#### Task instructions:
In the forum thread about Dena, what did Dr. Stanley's further research fail to find?

#### Extract to read:
-- -- --

Oh no!! I was hoping for good news and I find this... I am so sorry and she must pull through this!! 

I know this is hard Dena but be strong girl, there are a whole lot of people sending you the strength to get better!

Hugs to you and Tom, Debbie!


----------



## Sean Rescue Mom

Aw Deb, I feel for ya. Poor Dena going through h**l.







Hope your regular vet comes back tomorrow and you don't get any late night scares. Please let us know if there are any changes.


----------



## marksmom3

Wow. I hope they can finally figure everything out and get Dena back to being a healthy, happy dog again.


----------



## JeanKBBMMMAAN

So is the berry thing a possibility for all of this? Or just today? 

Dena is going to have to go in a hamster ball if she keeps this up. 

So she's doing better?


----------



## WiscTiger

Dena darling, you don't need berries in your diet..... 

Man I feel so sorry for all of you, dogs and humans.

Come on Dena, you need to get better soon.

Val


----------



## valleydog

Really feel for you. We need good news here. Can't imagine your stress level. Hang in there and healing thoughts for Dena!


----------



## Kayos and Havoc

> Originally Posted By: JeanKBBMMMAAN
> 
> Dena is going to have to go in a hamster ball if she keeps this up.










Need some levity here!









I would agree PULL THE BUSH. You sure did not need this on top of the other stuff.


----------



## mspiker03

How is Dena doing this evening/night?


----------



## Clare

To both you and Dena!!!!


----------



## JeanKBBMMMAAN

Will be thinking of you guys today!


----------



## Avamom

Any chance that whatever animal she ate that began all this, was also eating those berries...so she got the poison second hand the first time too??

Thinking of you guys...hope Dena is feeling better soon!!


----------



## Clare

> Originally Posted By: AvamomAny chance that whatever animal she ate that began all this, was also eating those berries...so she got the poison second hand the first time too??
> 
> Thinking of you guys...hope Dena is feeling better soon!!


oooh! Good point!!!!


----------



## GSDLoverII

> Originally Posted By: Clare
> 
> 
> 
> Originally Posted By: AvamomAny chance that whatever animal she ate that began all this, was also eating those berries...so she got the poison second hand the first time too??
> 
> Thinking of you guys...hope Dena is feeling better soon!!
> 
> 
> 
> oooh! Good point!!!!
Click to expand...

That's what i was thinking too.


----------



## Kayos and Havoc

That is a good point.


----------



## valb

Sending beams of healing light Miss Dena's way...

And waiting...


----------



## Cassidy's Mom

> Originally Posted By: AvamomAny chance that whatever animal she ate that began all this, was also eating those berries...so she got the poison second hand the first time too??


I wish it were so easy, but no, I don't think so. Dr. Stanley did some more research, and didn't find anything that would relate to her anemia. There was a word he used that I don't remember, but he said it would cause her to dry out, and her mucous membranes are fine. I think she just found a couple berries on the ground as she went out the door and snarfed them up, and they caused digestive upset. Her digestive tract is definitely messed up - her stool has been soft for awhile now, and yesterday she had diarrhea, along with burping, bad gas, and rumbling tummy sounds. I'll mention that today, though.

-- -- --

(Image point grounding data)
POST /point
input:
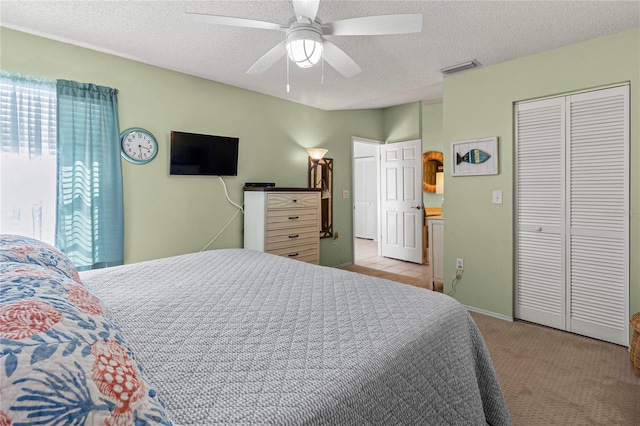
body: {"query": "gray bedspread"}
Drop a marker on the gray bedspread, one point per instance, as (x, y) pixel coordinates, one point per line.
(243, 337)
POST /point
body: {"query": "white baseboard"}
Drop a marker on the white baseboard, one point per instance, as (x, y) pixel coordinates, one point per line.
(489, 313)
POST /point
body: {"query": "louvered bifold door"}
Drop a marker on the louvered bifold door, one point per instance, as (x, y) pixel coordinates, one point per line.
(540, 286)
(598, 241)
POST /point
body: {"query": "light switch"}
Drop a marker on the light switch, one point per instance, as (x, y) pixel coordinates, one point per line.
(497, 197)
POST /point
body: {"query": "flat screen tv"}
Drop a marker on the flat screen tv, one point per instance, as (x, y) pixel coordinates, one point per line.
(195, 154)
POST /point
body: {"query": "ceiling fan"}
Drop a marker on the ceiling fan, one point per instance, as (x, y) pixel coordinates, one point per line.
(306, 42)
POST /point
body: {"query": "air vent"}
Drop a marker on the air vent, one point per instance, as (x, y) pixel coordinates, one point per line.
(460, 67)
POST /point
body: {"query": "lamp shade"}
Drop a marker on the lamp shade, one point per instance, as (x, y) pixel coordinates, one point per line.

-- -- --

#### Answer to the exercise:
Anything that would relate to Dena's anemia.